The Man Who Recorded America: Jac Holzman’s Elektra Records

BBC4 documentary

This could have been a riveting plunge into an era and label boasting a diverse and often explosive roster, but instead it just becomes another TV documentary on the mediocre pile. The film is shot with Jac Holzman as he chronologically goes through Elektra’s releases with a bit of history and some archive clips thrown in. The problem is that it’s an hour long, so band’s that warrant an entire documentary on them alone sometimes only get two or three minutes. This results in a frustrating and lackadaisical documentary.
 
On Love and their seminal album ‘Forever Changes’ we are given a brief story as to how he found them, Arthur Lee is called a genius, and we see some footage from a reformed Love on Jools Holland in 2003... then onto The Stooges. The film runs like this throughout, i.e. just snapshots. It seems that Holzman’s personal taste differs largely from the perceived image of the label, focusing on artists such as Bread and Queen as epitomes of the label’s artistic peak, rather than The Doors, Nico and The Stooges, as many would believe.

TASK BRIEF:
Rewrite the review from "This could have" down to "and lackadaisical documentary.", switching "documentary" to "program" each time it appears. The data is separate material, unrelated to the review.

RECORD EXCERPTS:

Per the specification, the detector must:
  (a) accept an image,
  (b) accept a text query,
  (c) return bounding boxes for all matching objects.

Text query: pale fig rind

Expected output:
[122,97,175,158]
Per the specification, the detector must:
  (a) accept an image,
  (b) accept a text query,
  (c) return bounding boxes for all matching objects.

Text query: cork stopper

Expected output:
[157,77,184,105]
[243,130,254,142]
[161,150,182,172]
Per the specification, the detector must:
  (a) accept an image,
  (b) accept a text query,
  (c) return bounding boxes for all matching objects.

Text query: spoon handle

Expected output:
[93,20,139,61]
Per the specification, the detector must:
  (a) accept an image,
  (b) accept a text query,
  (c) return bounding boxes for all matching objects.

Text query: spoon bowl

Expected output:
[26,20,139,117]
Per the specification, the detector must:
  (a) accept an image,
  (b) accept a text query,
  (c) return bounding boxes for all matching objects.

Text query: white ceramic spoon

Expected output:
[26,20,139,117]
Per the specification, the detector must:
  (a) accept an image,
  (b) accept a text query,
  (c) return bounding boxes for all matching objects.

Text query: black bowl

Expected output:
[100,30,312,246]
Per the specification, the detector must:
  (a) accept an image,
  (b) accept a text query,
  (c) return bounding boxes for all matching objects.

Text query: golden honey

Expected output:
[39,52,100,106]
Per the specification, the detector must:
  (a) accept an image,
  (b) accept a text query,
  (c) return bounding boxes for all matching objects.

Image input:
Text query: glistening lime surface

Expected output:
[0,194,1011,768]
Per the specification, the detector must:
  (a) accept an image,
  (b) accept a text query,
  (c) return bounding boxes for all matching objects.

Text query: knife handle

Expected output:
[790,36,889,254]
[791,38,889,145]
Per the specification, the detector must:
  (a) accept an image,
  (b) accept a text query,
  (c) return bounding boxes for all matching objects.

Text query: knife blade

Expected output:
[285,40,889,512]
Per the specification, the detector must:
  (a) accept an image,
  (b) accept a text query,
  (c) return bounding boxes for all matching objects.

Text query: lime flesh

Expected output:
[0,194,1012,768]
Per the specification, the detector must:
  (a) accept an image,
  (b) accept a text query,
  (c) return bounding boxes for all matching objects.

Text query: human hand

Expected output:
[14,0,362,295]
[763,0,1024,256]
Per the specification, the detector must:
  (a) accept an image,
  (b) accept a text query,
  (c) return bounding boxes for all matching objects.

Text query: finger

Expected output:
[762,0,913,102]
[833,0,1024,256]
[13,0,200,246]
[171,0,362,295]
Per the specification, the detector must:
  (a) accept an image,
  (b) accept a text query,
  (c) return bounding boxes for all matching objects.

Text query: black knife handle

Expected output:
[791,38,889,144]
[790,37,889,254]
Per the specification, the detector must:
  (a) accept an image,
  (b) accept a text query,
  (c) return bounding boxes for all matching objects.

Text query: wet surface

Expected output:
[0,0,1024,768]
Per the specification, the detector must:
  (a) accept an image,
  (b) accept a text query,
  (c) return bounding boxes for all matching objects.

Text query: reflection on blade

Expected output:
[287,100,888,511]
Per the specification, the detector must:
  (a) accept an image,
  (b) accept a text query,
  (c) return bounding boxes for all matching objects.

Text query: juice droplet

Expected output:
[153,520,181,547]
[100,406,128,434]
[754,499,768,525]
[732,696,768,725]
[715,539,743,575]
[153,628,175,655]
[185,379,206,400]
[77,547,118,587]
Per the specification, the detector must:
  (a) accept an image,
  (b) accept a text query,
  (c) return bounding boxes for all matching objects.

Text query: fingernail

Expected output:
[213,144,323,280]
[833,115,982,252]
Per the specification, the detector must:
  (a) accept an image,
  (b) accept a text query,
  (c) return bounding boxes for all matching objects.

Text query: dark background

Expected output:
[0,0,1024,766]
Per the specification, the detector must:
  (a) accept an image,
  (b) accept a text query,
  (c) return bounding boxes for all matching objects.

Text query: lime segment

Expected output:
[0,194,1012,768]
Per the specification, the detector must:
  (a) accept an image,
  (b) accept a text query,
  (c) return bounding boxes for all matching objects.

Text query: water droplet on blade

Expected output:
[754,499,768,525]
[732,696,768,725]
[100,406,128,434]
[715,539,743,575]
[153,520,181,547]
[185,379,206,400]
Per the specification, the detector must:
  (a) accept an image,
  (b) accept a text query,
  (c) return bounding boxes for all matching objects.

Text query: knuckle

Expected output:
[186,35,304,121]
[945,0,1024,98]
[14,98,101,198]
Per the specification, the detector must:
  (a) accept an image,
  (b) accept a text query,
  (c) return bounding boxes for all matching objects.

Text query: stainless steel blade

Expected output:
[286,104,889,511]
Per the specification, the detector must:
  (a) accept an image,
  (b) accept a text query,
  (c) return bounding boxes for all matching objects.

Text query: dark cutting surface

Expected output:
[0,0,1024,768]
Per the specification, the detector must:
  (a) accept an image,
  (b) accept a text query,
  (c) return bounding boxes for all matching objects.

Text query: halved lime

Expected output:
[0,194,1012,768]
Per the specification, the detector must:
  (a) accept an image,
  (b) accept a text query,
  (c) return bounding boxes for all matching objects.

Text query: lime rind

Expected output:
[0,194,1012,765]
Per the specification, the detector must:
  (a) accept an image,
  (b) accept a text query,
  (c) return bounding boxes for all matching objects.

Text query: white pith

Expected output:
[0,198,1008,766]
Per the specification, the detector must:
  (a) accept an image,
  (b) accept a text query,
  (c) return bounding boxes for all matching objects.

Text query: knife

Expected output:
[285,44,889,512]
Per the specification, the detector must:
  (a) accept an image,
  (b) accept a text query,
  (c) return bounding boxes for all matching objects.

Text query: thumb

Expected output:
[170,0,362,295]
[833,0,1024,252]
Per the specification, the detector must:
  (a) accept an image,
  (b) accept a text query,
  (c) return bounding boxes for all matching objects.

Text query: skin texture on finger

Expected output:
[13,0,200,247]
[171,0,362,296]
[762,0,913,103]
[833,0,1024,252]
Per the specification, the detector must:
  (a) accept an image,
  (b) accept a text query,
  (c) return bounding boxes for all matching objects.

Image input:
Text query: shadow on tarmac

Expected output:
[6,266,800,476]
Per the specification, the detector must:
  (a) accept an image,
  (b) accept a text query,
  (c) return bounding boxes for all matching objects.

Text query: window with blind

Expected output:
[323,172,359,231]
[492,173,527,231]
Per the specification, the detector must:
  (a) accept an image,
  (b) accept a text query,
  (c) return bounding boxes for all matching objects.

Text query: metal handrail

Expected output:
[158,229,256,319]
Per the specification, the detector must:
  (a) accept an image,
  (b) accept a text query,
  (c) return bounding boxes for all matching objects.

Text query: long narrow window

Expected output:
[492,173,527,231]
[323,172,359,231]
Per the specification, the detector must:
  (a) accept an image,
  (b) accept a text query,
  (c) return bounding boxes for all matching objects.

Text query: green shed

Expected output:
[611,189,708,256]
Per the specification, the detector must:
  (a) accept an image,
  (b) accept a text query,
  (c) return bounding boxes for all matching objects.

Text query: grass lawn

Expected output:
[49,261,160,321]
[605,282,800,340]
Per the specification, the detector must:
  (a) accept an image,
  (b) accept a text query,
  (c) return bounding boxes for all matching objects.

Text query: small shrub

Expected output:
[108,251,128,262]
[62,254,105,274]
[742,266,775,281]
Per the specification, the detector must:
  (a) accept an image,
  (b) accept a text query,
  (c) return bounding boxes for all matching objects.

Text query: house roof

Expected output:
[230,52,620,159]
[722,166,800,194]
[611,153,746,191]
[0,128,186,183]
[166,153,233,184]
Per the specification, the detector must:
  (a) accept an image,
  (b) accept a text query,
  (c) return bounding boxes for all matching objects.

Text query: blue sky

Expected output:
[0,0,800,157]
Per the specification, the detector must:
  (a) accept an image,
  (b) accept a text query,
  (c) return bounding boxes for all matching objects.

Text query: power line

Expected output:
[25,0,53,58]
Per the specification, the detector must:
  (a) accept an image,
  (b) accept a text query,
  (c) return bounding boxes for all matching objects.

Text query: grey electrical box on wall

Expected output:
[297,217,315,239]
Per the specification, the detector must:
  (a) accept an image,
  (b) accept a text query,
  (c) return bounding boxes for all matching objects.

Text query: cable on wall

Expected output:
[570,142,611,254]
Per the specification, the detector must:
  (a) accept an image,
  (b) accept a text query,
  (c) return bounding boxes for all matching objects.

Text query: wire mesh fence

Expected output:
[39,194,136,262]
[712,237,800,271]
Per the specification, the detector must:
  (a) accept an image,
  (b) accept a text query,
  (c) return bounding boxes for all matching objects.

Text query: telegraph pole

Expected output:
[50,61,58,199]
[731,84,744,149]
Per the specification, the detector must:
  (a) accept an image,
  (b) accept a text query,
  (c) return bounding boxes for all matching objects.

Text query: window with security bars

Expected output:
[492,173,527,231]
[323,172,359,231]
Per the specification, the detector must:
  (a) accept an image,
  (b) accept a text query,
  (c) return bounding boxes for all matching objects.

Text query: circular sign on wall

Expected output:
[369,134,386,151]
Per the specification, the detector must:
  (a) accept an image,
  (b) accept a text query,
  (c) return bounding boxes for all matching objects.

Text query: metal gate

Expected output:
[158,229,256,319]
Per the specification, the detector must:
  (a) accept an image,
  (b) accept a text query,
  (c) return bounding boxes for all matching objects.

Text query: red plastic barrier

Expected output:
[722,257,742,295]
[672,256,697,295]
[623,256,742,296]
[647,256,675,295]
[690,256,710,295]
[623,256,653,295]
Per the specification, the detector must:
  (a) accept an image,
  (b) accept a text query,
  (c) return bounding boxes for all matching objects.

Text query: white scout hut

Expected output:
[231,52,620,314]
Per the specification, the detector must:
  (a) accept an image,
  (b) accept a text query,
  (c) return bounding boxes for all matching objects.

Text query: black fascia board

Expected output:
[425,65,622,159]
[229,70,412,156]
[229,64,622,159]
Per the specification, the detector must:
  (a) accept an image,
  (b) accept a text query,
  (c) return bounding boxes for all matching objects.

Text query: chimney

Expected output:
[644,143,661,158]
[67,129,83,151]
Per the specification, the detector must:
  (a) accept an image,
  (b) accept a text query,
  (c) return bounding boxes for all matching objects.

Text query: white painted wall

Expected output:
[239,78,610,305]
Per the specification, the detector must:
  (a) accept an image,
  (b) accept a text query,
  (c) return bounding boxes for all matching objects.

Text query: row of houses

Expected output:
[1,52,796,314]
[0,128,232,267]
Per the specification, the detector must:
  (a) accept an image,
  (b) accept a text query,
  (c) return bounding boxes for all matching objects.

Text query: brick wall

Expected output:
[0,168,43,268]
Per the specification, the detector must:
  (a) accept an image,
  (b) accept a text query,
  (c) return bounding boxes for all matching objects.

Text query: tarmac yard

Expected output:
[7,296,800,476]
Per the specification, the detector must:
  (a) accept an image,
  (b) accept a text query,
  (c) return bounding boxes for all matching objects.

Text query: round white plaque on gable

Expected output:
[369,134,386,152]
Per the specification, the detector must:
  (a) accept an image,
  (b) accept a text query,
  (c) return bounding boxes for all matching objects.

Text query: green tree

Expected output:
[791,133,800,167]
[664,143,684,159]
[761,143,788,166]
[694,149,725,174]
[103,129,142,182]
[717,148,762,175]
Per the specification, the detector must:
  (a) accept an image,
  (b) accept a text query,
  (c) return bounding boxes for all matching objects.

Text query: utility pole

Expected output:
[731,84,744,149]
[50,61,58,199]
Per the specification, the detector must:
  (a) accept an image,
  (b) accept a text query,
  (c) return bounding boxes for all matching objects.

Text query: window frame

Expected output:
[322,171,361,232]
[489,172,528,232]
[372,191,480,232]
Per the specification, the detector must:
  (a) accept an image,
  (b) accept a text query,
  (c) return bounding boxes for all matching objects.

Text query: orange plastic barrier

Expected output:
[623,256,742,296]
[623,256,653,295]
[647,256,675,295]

ANSWER TO THIS TASK:
This could have been a riveting plunge into an era and label boasting a diverse and often explosive roster, but instead it just becomes another TV program on the mediocre pile. The film is shot with Jac Holzman as he chronologically goes through Elektra’s releases with a bit of history and some archive clips thrown in. The problem is that it’s an hour long, so band’s that warrant an entire program on them alone sometimes only get two or three minutes. This results in a frustrating and lackadaisical program.